Why would who they are be such a secret both in their domain name and in the info around their website? Who the heck are these people! And if this content is nearly 2 yrs old (copyright 2007), or this biz is nearly 2 yrs old, where is all the content? You'd think by now, they've have a portfolio and testimonials. A lot of their website information is general stats about email usage, eCommerce
growth, and things like that. I think they should have more content
about why they're great, their track record, and why you should hire
them. This is the #1 company being recommended by a major software company? This is a company who wants to do you branding, marketing, and design? This reminds me of what I always say about how you wouldn't go to a dentist who had terrible teeth. :) My theory on who these people are.
##########
» **Required task 1**
Report each line of the rows below that contains the word "shirt".

[Stored items from a collection]
##########
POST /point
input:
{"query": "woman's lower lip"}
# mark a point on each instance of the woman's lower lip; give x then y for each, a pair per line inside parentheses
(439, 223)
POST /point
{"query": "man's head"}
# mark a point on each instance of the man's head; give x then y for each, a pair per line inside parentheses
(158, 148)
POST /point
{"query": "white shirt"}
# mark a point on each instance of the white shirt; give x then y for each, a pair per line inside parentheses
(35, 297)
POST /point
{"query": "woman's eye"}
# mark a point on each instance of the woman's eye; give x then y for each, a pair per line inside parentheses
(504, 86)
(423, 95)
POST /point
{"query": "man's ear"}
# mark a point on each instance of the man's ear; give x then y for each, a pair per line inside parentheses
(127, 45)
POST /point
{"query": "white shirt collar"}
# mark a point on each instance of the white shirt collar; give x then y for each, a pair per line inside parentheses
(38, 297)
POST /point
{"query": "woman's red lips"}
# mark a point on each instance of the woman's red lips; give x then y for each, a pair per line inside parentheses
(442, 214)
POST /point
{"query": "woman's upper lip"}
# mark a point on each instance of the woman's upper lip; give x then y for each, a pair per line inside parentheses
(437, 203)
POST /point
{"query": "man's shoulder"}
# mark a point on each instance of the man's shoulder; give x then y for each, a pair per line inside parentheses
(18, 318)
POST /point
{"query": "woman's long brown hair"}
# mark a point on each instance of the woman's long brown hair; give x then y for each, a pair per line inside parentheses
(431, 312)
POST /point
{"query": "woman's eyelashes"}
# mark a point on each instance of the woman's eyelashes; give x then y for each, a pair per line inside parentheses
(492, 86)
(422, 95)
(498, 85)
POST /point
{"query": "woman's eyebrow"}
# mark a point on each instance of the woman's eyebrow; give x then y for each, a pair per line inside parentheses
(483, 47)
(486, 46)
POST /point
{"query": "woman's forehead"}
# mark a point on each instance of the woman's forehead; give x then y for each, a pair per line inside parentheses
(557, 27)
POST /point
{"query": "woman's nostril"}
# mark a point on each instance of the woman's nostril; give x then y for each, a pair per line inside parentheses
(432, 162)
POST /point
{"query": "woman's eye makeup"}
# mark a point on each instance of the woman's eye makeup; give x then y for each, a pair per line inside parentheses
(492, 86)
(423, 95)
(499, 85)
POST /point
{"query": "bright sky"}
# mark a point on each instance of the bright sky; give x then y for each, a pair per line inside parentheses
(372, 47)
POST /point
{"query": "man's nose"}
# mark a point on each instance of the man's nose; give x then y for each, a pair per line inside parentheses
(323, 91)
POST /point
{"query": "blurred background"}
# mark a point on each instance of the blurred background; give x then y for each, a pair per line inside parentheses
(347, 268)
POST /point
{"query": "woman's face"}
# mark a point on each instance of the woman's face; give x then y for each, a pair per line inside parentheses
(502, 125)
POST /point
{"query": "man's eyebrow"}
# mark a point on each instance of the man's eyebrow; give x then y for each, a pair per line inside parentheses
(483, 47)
##########
» **Required task 2**
Repeat word for word the stretch of the website critique above from "Why would who" through "these people are.".

» **Written answer 1**
{"query": "white shirt"}
# mark a point on each instance of the white shirt; give x then y for each, a pair per line inside parentheses
{"query": "white shirt collar"}
# mark a point on each instance of the white shirt collar; give x then y for each, a pair per line inside parentheses

» **Written answer 2**
Why would who they are be such a secret both in their domain name and in the info around their website? Who the heck are these people! And if this content is nearly 2 yrs old (copyright 2007), or this biz is nearly 2 yrs old, where is all the content? You'd think by now, they've have a portfolio and testimonials. A lot of their website information is general stats about email usage, eCommerce
growth, and things like that. I think they should have more content
about why they're great, their track record, and why you should hire
them. This is the #1 company being recommended by a major software company? This is a company who wants to do you branding, marketing, and design? This reminds me of what I always say about how you wouldn't go to a dentist who had terrible teeth. :) My theory on who these people are.